Problems:
[1] Copy the segmentation pull request from "from optimum.onnxruntime.modeling_ort import" to "outputs = onnx_model(**inputs)", swapping every "onnx_model" for "ort_model".
[2] Write the next part of the segmentation pull request, picking up after its last line.

Add the ORTModelForSemanticSegmentation class #539

TheoMrc · 2022-12-02T20:19:52Z

What does this PR do?

This PR aims to implement the ORTModelForImageSegmentation class to provide support for image segmentation .onnx models, and full integration of such models through transformers pipelines for CPU or GPU onnxruntime inference (see Issue #382)

Implementation details

The ORTModelForImageSegmentation was based on the already implemented ORTModelForImageClassification in optimum/onnxruntime/modeling_ort.py with several modifications:

For CPU and GPU inference :

class was added to optimum/onnxruntime/__init__.py
self.forward method returns a SemanticSegmenterOutput instead of ImageClassifierOutput
correct auto_model_class and export_feature referenced
Copied all tests from the ORTModelForImageClassificationIntegrationTest in tests/onnxruntime/test_modeling.py

For GPU inference

logits_shape was changed ORTModelForImageSegmentation.prepare_logits_buffer to return a 4 dimensional tensor shape 2D of shape (input_batch_size, self.config.num_labels, output_height, output_width).
The issue is that I did not find a way to get model output size, which is different from input size from config.json, or any other attribute of ORTModelForImageSegmentation or ORTModelForImageSegmentation.model.

CPU inference works as following:

from optimum.onnxruntime.modeling_ort import ORTModelForImageSegmentation
session = ORTModelForImageSegmentation.load_model(onnx_path)
onnx_model = ORTModelForImageSegmentation(session)
inputs = feature_extractor(pil_image, return_tensors="pt")
outputs = onnx_model(**inputs)

I could not test GPU inference because I could not manage to make onnxruntime-gpu work:

onnx_model.to('cuda:0')
>>>  File "C:\Users\theol\Documents\GitHub\Repositories\optimum\optimum\onnxruntime\modeling_ort.py", line 202, in to
    validate_provider_availability(provider)  # raise error if the provider is not available
>>>  File "C:\Users\theol\Documents\GitHub\Repositories\optimum\optimum\onnxruntime\utils.py", line 227, in validate_provider_availability
    raise ImportError(
>>>ImportError: Asked to use CUDAExecutionProvider, but `onnxruntime-gpu` package was not found. Make sure to install `onnxruntime-gpu` package instead of `onnxruntime`.

Dataset rows:
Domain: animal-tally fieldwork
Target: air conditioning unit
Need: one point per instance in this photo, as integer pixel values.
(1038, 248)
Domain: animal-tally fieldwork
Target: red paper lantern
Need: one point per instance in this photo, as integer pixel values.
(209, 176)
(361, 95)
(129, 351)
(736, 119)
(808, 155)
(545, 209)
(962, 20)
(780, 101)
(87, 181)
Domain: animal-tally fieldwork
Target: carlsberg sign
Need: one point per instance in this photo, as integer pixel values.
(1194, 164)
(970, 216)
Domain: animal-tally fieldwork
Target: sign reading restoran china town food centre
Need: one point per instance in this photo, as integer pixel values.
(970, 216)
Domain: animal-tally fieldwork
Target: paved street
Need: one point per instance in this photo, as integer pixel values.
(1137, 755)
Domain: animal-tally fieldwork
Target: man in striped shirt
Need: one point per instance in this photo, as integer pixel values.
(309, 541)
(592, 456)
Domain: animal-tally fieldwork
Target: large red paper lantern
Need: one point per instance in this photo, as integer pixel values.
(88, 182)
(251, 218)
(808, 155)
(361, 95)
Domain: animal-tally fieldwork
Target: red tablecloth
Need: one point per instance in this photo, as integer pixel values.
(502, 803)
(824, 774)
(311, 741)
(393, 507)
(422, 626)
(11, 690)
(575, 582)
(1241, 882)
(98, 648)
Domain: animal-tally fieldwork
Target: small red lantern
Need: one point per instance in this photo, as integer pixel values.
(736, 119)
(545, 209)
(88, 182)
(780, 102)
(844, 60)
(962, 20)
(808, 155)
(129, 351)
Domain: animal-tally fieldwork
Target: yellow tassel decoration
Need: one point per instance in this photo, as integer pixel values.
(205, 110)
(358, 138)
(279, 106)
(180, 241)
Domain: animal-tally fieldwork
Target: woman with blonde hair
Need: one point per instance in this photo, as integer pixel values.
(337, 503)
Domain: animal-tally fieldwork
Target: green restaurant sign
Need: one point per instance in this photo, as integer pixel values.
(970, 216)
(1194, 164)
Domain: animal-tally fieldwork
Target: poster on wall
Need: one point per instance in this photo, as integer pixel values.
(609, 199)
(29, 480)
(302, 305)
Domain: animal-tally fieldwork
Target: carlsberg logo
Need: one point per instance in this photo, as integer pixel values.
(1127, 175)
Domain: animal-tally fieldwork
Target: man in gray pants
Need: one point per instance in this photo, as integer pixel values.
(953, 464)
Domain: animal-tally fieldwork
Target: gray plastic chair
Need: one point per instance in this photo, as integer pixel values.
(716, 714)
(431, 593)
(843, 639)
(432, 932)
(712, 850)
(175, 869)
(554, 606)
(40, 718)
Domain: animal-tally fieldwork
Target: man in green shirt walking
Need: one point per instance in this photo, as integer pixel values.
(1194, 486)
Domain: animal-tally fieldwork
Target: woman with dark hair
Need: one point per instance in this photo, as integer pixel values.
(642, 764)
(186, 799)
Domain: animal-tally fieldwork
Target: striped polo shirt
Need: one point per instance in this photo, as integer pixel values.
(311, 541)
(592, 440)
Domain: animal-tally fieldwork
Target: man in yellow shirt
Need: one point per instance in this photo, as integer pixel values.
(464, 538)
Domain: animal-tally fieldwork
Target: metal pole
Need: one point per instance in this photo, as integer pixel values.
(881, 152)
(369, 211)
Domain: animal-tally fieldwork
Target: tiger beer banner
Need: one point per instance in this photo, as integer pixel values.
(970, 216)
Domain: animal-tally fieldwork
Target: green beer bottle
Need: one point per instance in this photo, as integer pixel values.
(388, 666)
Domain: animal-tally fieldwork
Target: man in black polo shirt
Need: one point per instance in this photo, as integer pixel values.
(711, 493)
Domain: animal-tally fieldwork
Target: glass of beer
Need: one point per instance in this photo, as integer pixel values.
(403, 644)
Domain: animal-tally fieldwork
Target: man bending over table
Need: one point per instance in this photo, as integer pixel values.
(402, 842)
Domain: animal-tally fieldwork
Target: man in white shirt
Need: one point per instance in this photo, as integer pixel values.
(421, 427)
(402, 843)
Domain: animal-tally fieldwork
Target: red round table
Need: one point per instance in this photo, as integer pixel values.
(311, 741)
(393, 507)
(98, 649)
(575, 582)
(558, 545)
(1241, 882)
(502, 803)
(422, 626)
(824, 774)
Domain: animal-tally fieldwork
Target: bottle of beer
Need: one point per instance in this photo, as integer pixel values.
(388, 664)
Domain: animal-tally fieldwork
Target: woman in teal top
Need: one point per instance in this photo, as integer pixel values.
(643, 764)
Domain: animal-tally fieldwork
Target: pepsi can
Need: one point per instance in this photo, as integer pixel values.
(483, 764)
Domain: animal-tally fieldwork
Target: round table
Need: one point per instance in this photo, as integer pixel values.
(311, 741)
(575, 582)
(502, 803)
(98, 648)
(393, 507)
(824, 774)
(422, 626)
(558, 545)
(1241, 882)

Responses by task:
[1]
from optimum.onnxruntime.modeling_ort import ORTModelForImageSegmentation
session = ORTModelForImageSegmentation.load_model(onnx_path)
ort_model = ORTModelForImageSegmentation(session)
inputs = feature_extractor(pil_image, return_tensors="pt")
outputs = ort_model(**inputs)

[2]
Might be because of local venv setup issues on my side.
My CUDA installation is working for transformers with torch models.
Still, it probably would not work properly yet because of the wrong output size in prepare_logits_buffer

Remaining tasks

Fixing proper output size for io binding
Uploading a .onnx segmentation model to https://huggingface.co/hf-internal-testing and modify IMAGE_SEGMENTATION_EXAMPLE checkpoint name and image url to appropriate example. (See two comments at optimum/onnxruntime/modeling_ort.py lines 1463 and 1533)
Modify test class model to a SemanticSegmentation model in order to get working tests

@michaelbenayoun @JingyaHuang your help would be appreciated 👍

HuggingFaceDocBuilderDev · 2022-12-04T18:36:49Z

The documentation is not available anymore as the PR was closed or merged.

JingyaHuang · 2022-12-04T19:43:54Z

Hi @TheoMrc,

Thanks for opening the PR, it looks great!!

Just some questions for other team members before jumping into a more detailed review:

@michaelbenayoun, why did you suggest ORTModelForImageSegmentation as the class name instead of ORTModelForSemanticSegmentation? I feel that would be better to keep the consistency with AutoModel in transformers. WDYT?
And gently tagging @NielsRogge, for Segformer model, would it be possible to infer the output height and width in logits by the shape of pixel_values and the model's config?

(@TheoMrc for the IOBinding, ONNX Runtime supports binding with OrtValue which doesn't need the exact shape of outputs, check #447. For the moment, Optimum prefers direct binding with a Torch tensor to avoid some potential overhead, let's wait for the insight from Niels and see if it would be necessary to add custom output shape support for IOBinding.)

And for your question on the GPU test, if your CUDA env is correctly set, ensure that you have uninstalled onnxruntime before installing onnxruntime-gpu. More detail here.

michaelbenayoun · 2022-12-05T10:03:55Z

I think the class it is supporting is AutoModelForImageSegmentation.

NielsRogge · 2022-12-05T10:05:15Z

Hi,

We'll deprecate the xxxForImageSegmentation class in Transformers, as we now split them up into xxxForInstanceSegmentation, xxxForSemanticSegmentation and xxxForPanopticSegmentation.

The pipeline however is just called "image segmentation", as it unifies all 3 into a single abstraction.

michaelbenayoun

LGTM, great work @TheoMrc !

Should wait for @NielsRogge and @JingyaHuang approvals as well.

michaelbenayoun · 2022-12-05T10:05:27Z

tests/onnxruntime/test_modeling.py

@@ -1277,6 +1278,117 @@ def test_compare_to_io_binding(self, *args, **kwargs):
        gc.collect()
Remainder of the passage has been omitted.